Action item —
Answer these from the salmon farming article:
1. By what year are open-net salmon farms in coastal British Columbia waters to move to closed containment systems?
2. Which publication reported that Beech took a more direct line than Jordan?
3. How large a deficit is BC expecting?

Passage —
“I can tell you with certainty, this is not simply us having a consultation to build a plan. We are beginning the transition now. We are going to be utilizing resources now,” said newly appointed minister.
Justin Trudeau’s re-election pledge to phase open-net salmon farms in coastal British Columbia waters to closed containment systems by 2025, rolls on.
In a press release on Friday, the Government of Canada announced that it is committed to “developing and delivering a real and concrete solution for the mandate”.
In 2019, Trudeau’s Liberal Party announced it would kick out the open net industry if elected. But by the beginning of 2020, it appeared that the person tasked with doing so, Bernadette Jordan, Minister of Fisheries, Oceans, and the Canadian Coast Guard, is claimed that they were responsible for “coming up with a plan” rather than transitioning any particular sites.
That plan now involves that appointing Parliamentary Secretary to the Minister and Member of Parliament for Burnaby North Terry Beech. The department said that Seymour will be engaging with First Nations in B.C., the aquaculture industry, and environmental stakeholders on this “important initiative”.
“The results of these engagements will be presented to the Minister in an interim report this spring, informing her decisions on the way forward,” it wrote.
The Campbell River Mirror reported Beech took a more direct line than Jordan, stressing a sense of urgency to move forward during an online press conference. He did not provide specific dates on when the transition will be achieved.
“I can tell you with certainty, this is not simply us having a consultation to build a plan,” Beech said. “We are beginning the transition now. We are going to be utilising resources now”.
“We know that open-net pen fish farms affect wild stocks. Much of the debate is how much the farms affect those stocks, and what is an acceptable level of risk,” Beech added.
This week, the trade group the BC Salmon Farmer Association put forward an argument that its members could play a major part in the province’s post-COVID economy.
BC is expecting the largest deficit in its history at CAD 12.5 billion. But the association said that the salmon farming industry, and as well those in the technology, manufacturing, and processing sectors, could stimulate CAD 44 billion in new economic output by 2050.

Available data —

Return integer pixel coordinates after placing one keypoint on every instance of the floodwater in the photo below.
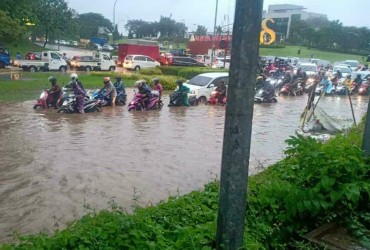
(51, 164)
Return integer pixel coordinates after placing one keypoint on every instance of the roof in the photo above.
(214, 74)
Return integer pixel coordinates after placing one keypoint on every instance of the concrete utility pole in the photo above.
(238, 124)
(366, 138)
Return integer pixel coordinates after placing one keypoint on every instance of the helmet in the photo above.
(138, 83)
(155, 80)
(74, 76)
(52, 79)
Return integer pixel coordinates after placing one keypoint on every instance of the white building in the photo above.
(282, 15)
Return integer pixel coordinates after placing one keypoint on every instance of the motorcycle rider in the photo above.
(157, 86)
(80, 95)
(74, 79)
(118, 84)
(222, 89)
(145, 93)
(109, 90)
(55, 91)
(184, 92)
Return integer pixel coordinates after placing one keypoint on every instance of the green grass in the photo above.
(306, 53)
(22, 45)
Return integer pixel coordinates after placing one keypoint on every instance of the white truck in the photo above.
(50, 60)
(99, 61)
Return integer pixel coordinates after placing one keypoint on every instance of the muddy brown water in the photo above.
(51, 164)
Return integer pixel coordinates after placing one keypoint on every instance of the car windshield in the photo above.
(199, 80)
(342, 69)
(352, 64)
(308, 67)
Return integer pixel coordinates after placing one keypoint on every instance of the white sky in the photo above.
(202, 12)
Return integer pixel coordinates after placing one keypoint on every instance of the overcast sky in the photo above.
(202, 12)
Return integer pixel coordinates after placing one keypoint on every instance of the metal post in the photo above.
(114, 20)
(366, 138)
(238, 124)
(214, 35)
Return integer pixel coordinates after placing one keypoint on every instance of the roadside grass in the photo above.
(291, 51)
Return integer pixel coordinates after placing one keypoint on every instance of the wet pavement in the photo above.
(51, 164)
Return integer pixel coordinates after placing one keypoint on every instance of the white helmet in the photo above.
(74, 76)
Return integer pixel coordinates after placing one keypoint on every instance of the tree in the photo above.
(10, 29)
(90, 23)
(201, 30)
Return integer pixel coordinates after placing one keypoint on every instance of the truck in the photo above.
(99, 61)
(50, 60)
(4, 57)
(141, 47)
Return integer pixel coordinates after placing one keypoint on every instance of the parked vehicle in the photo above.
(177, 101)
(50, 60)
(215, 98)
(264, 96)
(135, 104)
(185, 61)
(202, 85)
(69, 105)
(4, 57)
(99, 61)
(137, 62)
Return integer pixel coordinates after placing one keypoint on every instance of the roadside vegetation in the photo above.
(315, 184)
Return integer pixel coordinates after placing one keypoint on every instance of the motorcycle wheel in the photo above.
(37, 106)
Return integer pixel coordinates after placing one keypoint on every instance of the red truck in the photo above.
(141, 48)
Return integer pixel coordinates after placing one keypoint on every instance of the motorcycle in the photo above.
(215, 98)
(264, 96)
(70, 106)
(154, 102)
(287, 90)
(107, 100)
(46, 99)
(177, 101)
(364, 89)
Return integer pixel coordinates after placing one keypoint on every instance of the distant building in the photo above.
(282, 15)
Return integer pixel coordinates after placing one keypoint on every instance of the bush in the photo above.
(151, 71)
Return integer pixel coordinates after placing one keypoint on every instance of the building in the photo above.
(282, 15)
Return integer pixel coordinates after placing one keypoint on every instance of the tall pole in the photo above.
(238, 124)
(366, 138)
(114, 20)
(214, 34)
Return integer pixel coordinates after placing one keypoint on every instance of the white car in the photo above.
(137, 62)
(202, 85)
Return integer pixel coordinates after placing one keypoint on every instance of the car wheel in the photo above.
(202, 99)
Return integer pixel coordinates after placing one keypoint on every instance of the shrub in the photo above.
(151, 71)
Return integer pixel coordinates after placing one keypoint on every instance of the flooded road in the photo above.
(51, 164)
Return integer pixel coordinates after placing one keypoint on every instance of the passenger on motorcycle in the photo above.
(118, 84)
(184, 92)
(328, 85)
(55, 91)
(74, 79)
(157, 86)
(109, 90)
(144, 91)
(79, 94)
(348, 82)
(221, 88)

Written solution —
1. 2025
2. The Campbell River Mirror
3. CAD 12.5 billion